* _DIRECTIVE_:
Can you filter the rows below and copy each line that contains the word "grass"?

Segmentation data
○ ○ ○
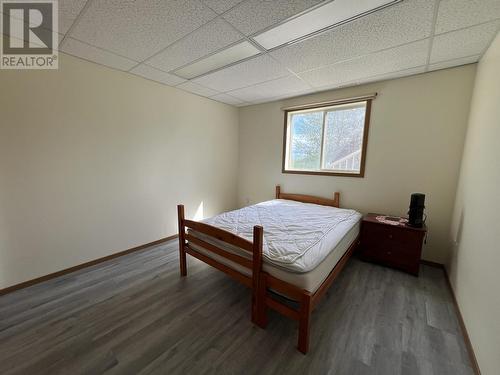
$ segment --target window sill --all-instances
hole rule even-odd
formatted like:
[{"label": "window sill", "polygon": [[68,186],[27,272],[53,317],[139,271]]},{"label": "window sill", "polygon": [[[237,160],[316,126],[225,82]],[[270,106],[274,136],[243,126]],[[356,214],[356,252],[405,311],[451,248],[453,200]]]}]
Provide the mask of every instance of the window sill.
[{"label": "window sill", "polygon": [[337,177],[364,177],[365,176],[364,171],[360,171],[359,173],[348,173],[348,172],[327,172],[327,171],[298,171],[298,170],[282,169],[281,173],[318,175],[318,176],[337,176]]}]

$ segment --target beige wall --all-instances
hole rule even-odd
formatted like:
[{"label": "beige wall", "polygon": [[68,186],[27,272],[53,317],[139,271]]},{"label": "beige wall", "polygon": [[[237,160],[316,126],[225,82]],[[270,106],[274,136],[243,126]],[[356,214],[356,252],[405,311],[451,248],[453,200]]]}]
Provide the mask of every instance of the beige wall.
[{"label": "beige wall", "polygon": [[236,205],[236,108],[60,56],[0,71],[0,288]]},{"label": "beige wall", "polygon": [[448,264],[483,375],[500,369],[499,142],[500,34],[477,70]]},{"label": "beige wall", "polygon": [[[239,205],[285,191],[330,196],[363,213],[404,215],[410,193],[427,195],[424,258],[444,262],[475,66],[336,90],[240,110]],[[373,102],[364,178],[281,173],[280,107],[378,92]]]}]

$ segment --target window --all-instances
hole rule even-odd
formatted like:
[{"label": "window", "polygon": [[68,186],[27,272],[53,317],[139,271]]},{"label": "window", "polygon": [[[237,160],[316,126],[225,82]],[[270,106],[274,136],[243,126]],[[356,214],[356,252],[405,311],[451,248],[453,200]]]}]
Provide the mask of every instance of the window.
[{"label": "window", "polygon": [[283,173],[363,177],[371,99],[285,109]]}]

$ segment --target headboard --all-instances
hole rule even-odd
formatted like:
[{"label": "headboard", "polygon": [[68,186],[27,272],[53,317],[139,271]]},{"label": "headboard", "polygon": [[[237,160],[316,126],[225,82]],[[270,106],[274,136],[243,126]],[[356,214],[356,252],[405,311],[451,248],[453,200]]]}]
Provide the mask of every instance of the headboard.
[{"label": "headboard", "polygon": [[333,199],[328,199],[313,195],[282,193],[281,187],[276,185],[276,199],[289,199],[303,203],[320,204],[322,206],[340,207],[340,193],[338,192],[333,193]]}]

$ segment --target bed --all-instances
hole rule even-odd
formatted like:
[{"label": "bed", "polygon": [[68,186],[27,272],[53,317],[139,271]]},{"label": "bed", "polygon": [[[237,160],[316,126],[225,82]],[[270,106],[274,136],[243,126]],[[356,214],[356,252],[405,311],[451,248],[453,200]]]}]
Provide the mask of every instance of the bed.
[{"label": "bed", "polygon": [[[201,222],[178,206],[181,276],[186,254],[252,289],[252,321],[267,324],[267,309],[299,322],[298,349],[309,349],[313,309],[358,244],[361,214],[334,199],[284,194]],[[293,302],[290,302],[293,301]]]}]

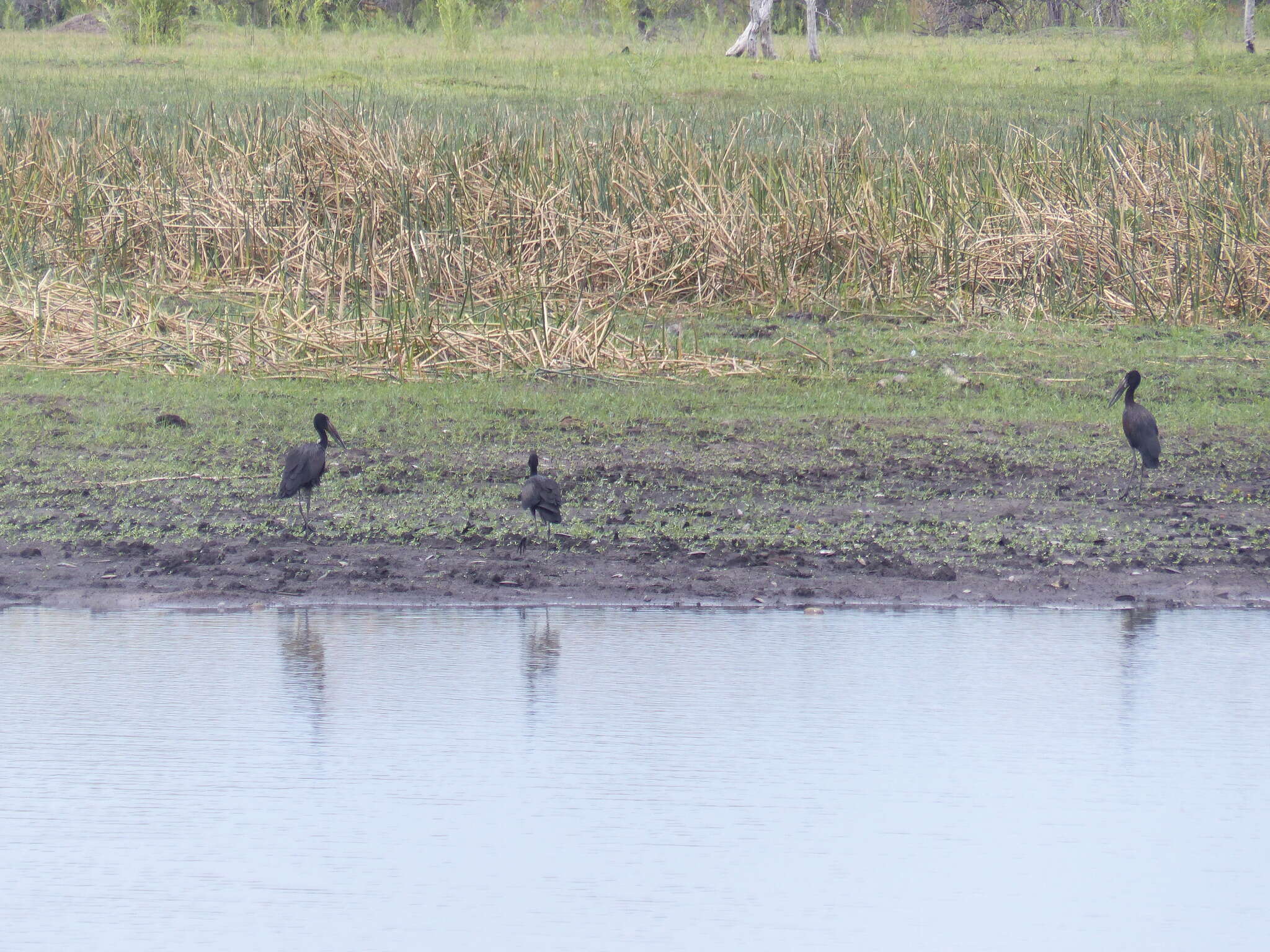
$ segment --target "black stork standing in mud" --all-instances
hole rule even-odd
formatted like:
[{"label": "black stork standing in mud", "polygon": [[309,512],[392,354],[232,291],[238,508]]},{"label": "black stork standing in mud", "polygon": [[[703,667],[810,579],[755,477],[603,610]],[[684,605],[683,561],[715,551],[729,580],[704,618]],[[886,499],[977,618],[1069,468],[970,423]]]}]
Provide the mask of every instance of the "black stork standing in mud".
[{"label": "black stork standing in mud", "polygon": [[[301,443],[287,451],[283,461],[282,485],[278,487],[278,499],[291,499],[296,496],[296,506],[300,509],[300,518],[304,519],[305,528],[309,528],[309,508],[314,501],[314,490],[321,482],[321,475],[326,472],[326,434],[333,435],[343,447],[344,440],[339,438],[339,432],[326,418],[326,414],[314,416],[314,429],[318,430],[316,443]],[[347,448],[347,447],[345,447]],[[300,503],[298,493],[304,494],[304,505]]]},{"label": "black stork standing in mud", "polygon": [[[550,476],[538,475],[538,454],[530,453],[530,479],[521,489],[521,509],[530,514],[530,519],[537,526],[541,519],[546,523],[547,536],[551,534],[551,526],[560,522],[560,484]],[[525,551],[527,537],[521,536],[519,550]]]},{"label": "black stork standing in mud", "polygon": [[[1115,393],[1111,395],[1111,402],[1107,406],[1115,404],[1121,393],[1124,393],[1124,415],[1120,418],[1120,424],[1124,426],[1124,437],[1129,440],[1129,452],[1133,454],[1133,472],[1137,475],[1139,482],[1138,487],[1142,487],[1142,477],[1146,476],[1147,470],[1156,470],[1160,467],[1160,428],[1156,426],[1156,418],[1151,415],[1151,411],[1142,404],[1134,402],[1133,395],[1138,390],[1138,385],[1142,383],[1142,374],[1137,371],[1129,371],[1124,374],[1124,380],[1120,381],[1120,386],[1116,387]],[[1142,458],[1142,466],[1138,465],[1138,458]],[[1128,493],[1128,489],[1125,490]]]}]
○ ○ ○
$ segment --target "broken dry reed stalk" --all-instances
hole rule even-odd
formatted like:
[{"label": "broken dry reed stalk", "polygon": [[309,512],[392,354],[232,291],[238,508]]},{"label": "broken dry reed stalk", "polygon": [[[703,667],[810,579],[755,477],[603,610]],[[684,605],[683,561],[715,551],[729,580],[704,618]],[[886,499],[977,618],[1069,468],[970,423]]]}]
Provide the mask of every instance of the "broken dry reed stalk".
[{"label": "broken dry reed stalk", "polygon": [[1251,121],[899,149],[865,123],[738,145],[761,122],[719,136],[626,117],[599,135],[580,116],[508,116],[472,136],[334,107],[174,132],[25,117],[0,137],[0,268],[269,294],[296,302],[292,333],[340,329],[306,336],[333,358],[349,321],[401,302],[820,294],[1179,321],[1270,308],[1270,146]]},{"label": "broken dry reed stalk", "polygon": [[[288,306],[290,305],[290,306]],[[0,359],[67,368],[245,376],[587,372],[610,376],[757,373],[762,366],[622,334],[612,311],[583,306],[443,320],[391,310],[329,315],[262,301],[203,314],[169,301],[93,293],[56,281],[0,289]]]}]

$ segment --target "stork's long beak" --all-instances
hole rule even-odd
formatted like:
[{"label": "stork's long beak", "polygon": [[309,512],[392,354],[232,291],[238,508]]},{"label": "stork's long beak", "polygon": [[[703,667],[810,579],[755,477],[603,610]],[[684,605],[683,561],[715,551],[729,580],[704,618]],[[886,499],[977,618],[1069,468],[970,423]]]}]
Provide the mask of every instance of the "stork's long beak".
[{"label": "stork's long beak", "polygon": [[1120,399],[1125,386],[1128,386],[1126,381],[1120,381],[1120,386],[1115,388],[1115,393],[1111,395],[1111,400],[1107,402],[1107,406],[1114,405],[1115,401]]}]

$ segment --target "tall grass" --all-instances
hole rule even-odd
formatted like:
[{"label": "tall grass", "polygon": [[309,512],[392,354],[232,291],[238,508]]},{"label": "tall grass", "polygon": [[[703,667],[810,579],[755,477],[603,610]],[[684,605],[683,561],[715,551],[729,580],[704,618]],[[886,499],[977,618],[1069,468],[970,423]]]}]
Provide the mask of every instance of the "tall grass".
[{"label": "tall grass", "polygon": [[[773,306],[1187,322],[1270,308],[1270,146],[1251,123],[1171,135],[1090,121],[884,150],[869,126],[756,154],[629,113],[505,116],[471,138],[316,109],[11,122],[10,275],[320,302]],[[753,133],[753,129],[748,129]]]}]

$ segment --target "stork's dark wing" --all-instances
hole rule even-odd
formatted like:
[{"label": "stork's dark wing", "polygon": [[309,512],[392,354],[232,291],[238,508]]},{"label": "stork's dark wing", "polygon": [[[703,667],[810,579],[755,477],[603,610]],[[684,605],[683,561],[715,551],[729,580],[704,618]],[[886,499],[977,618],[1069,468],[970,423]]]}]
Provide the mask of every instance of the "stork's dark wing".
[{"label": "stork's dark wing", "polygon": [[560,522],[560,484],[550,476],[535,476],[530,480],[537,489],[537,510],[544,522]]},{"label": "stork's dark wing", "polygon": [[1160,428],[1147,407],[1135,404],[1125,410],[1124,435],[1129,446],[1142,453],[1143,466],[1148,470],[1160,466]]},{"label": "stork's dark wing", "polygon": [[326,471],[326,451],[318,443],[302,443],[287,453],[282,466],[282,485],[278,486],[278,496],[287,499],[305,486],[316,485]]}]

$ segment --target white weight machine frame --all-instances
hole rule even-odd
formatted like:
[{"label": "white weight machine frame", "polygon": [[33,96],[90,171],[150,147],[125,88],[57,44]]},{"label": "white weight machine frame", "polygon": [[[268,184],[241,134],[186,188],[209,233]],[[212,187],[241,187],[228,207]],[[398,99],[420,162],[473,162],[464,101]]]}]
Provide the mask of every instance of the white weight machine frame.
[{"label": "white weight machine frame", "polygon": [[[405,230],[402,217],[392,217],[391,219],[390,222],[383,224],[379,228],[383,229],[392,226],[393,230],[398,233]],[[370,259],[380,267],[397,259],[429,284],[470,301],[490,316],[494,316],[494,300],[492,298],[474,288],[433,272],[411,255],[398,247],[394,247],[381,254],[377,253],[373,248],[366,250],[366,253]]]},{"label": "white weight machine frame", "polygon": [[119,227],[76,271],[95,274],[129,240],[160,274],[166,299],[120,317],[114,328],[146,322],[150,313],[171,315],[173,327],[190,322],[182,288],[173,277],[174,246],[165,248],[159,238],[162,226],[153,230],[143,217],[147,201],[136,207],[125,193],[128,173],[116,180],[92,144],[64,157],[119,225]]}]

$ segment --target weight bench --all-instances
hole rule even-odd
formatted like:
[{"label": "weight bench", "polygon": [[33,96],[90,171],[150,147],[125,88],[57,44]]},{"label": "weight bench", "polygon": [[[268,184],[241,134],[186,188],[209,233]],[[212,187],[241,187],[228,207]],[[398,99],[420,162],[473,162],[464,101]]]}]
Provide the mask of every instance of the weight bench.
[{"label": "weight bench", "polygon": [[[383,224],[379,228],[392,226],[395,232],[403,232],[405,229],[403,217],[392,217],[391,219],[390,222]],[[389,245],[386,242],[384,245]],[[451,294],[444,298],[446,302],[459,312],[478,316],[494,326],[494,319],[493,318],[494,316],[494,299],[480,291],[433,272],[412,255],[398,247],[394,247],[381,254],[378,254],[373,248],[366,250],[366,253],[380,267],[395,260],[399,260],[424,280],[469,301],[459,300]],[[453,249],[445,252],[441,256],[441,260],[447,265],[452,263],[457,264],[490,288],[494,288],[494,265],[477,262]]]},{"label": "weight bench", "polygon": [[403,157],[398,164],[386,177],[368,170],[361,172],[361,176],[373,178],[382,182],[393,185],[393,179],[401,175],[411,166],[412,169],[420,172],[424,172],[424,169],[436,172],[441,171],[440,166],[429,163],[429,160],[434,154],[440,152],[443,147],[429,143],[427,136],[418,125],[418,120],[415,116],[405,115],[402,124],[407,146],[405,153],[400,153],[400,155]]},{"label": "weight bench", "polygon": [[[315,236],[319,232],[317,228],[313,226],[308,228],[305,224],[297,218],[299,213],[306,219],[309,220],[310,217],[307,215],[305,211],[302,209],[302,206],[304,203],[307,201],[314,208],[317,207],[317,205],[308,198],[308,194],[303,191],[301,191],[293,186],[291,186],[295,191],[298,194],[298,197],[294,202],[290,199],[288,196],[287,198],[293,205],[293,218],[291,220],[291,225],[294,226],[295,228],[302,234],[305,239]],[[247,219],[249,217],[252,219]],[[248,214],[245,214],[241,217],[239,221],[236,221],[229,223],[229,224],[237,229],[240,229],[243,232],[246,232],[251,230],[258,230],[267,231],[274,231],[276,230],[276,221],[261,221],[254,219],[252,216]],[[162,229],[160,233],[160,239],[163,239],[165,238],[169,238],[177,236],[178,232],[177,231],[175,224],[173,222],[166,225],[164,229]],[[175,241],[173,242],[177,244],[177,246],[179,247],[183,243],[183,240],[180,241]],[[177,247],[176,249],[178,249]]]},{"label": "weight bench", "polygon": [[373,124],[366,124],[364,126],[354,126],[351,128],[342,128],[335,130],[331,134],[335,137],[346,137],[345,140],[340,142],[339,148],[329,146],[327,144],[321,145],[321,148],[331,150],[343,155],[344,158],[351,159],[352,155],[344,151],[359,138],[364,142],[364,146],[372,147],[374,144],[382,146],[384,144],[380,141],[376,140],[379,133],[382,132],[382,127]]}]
○ ○ ○
* _THE COMPLETED TASK_:
$ segment --target "tall grass" --all-instances
[{"label": "tall grass", "polygon": [[309,512],[392,354],[232,291],[238,508]]},{"label": "tall grass", "polygon": [[[703,667],[810,579],[755,477],[603,610]],[[684,605],[683,561],[715,551],[729,580],[704,618]],[[886,499],[977,618],[1069,468],[970,423]]]}]
Provide the mask of every instance of the "tall grass".
[{"label": "tall grass", "polygon": [[[773,306],[1187,322],[1270,308],[1270,146],[1251,123],[1171,135],[1090,121],[884,150],[869,126],[756,154],[629,113],[505,116],[471,138],[316,109],[11,122],[10,275],[320,302]],[[753,133],[753,129],[748,129]]]}]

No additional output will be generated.